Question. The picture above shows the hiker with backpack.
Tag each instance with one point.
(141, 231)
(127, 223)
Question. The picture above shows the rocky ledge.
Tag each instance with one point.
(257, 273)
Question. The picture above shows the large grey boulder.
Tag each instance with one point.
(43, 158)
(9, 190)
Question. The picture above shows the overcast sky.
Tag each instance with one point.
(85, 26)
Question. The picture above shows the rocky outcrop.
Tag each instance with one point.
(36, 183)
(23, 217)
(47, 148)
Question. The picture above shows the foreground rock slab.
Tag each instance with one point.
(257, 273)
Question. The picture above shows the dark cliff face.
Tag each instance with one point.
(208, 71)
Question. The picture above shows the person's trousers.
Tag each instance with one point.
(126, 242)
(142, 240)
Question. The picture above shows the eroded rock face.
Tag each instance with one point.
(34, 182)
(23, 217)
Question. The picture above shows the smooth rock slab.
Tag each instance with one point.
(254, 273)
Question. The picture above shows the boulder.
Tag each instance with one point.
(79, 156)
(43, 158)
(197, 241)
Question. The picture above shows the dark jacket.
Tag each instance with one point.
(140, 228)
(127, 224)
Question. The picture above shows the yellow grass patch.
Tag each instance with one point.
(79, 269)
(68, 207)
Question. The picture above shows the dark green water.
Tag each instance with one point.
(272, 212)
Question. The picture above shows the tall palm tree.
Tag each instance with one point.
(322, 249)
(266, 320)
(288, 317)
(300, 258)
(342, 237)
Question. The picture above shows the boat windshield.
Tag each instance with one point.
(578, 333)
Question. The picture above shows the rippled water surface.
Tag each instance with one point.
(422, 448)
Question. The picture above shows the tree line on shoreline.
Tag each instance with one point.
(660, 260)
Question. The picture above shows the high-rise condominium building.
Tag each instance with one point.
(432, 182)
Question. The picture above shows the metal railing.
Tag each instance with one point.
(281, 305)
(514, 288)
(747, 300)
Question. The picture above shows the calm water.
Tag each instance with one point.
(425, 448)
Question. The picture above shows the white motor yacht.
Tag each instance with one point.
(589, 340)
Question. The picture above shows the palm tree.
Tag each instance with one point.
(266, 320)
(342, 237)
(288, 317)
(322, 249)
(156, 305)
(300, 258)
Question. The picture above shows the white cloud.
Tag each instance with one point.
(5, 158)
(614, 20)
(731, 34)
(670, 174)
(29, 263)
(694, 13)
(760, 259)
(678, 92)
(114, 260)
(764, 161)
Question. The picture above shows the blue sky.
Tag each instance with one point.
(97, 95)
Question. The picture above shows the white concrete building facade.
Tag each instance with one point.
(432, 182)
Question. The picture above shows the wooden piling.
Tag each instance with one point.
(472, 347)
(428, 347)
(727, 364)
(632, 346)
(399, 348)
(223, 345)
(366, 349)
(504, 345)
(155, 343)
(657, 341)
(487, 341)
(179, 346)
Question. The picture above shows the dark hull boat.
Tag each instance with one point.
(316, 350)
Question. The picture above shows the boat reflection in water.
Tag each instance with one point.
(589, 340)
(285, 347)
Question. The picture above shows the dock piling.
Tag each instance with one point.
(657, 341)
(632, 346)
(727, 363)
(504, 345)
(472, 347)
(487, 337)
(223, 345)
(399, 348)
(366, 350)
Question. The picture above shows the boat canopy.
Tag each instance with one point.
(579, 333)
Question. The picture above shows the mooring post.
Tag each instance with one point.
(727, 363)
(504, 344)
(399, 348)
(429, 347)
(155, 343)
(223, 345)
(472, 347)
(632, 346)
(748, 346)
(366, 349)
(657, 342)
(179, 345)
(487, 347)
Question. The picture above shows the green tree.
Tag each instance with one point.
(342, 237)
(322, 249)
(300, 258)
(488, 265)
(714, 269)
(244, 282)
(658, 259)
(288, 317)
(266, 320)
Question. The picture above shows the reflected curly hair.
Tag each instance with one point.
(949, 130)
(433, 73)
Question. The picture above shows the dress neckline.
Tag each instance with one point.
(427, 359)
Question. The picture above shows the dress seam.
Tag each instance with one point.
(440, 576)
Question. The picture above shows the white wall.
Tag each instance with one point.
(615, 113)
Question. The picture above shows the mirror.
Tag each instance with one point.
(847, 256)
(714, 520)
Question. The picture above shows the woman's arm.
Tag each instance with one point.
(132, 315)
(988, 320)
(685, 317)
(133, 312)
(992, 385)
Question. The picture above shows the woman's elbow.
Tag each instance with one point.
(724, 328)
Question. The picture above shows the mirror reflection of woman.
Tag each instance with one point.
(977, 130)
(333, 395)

● ● ● ●

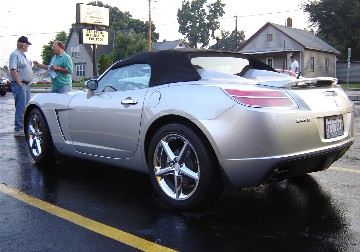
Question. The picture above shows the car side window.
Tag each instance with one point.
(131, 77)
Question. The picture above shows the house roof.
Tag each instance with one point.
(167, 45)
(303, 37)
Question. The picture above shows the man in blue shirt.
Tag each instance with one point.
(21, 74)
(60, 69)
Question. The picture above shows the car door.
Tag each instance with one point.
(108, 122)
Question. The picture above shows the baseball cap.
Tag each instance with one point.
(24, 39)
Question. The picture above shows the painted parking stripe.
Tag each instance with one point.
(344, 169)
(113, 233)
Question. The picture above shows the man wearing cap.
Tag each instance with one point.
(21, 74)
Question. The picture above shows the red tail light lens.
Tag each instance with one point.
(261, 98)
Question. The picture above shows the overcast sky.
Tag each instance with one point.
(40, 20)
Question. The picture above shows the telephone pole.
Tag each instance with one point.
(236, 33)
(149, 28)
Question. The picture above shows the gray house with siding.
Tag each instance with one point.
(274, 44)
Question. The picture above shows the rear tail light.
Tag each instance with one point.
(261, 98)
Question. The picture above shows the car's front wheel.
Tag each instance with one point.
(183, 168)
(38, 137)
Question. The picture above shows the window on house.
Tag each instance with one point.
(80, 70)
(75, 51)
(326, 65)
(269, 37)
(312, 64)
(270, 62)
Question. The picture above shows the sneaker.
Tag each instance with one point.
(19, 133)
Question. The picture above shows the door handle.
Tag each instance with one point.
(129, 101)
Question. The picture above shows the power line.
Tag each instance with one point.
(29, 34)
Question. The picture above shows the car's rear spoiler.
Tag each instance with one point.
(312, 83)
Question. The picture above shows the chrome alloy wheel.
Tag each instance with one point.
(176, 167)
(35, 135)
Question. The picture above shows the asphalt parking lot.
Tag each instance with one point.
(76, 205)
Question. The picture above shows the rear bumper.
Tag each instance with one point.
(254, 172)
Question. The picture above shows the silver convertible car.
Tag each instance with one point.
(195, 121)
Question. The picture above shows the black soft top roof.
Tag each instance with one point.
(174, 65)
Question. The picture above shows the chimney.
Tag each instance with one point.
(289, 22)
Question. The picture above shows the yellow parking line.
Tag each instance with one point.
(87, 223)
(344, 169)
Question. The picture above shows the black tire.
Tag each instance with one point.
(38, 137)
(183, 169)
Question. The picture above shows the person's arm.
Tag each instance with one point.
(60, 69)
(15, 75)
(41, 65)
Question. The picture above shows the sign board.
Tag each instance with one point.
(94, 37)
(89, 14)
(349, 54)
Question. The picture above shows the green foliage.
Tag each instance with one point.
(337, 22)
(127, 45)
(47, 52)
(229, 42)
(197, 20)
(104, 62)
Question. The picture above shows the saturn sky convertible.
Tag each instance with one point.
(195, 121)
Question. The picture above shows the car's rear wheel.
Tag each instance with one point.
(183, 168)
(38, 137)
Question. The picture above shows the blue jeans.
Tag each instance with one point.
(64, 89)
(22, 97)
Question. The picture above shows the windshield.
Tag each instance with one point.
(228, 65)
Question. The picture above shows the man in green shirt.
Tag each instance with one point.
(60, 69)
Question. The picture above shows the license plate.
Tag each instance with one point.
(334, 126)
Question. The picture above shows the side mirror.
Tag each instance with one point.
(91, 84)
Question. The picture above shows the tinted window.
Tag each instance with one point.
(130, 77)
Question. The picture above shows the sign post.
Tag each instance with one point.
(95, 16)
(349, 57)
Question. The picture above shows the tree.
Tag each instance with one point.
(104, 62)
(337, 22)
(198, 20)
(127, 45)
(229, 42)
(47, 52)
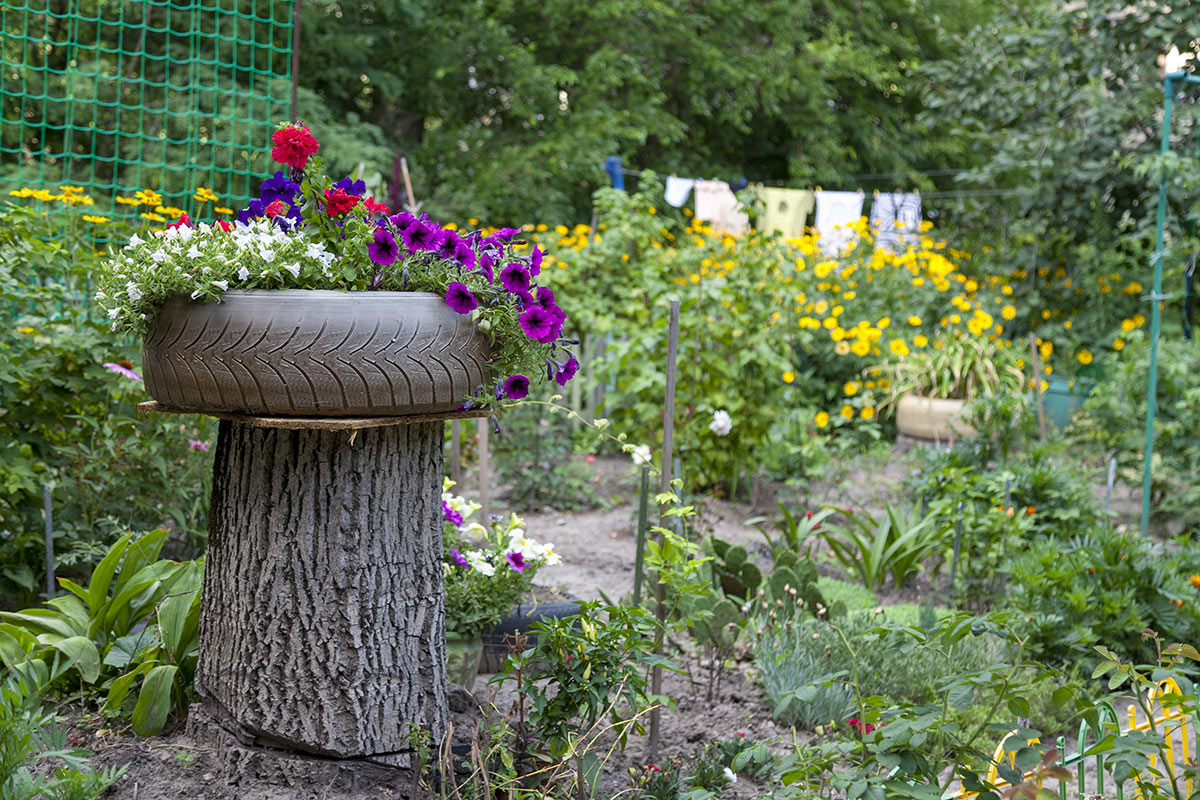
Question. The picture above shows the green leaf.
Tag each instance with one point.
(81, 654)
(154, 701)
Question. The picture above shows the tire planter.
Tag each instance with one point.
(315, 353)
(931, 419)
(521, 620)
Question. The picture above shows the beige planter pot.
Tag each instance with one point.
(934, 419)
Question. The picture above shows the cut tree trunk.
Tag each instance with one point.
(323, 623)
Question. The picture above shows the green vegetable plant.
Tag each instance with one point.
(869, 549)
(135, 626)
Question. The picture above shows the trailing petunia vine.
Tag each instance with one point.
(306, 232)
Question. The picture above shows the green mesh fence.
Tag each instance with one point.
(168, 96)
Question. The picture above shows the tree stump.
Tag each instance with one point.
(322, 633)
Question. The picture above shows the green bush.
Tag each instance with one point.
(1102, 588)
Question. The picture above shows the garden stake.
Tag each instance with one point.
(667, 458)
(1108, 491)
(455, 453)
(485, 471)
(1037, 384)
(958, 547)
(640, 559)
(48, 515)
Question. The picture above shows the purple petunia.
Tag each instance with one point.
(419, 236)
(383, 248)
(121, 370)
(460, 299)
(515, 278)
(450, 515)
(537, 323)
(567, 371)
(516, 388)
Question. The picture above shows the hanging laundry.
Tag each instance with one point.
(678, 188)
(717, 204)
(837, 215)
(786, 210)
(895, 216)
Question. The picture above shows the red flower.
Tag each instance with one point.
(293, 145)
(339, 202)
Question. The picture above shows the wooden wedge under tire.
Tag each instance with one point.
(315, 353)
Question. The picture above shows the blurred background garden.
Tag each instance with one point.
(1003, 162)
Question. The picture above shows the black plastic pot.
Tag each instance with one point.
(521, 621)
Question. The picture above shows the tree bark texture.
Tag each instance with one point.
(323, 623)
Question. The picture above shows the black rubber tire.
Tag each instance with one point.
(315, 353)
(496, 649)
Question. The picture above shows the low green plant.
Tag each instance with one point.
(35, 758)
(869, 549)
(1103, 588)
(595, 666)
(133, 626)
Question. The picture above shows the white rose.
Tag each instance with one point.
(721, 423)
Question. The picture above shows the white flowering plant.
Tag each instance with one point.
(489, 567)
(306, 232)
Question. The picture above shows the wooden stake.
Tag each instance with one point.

● ● ● ●

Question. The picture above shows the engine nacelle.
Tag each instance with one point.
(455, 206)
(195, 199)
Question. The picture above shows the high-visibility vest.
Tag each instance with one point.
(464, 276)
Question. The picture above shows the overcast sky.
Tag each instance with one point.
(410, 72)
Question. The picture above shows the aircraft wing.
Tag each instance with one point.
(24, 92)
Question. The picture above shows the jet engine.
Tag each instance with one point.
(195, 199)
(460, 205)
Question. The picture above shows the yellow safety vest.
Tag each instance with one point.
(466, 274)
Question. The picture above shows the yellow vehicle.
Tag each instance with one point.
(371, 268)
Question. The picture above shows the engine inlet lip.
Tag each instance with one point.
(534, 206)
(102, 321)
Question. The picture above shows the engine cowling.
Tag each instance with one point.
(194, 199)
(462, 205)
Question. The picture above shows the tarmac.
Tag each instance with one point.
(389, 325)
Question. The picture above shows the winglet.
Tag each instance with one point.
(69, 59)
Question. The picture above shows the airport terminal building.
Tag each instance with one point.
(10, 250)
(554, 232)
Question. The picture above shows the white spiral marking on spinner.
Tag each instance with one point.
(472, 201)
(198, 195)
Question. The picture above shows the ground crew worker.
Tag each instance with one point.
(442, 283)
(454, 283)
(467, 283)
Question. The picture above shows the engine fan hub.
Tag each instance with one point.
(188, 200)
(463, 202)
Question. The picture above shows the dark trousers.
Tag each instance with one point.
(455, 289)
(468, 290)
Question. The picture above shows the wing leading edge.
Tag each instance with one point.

● ● ● ●

*課題*: 上のデータのうち、「wheel」という語を含む行をすべて特定し、一行ずつ書き写せ。

*回答*:
Question. The picture above shows the car's front wheel.
Question. The picture above shows the chrome alloy wheel.
Question. The picture above shows the car's rear wheel.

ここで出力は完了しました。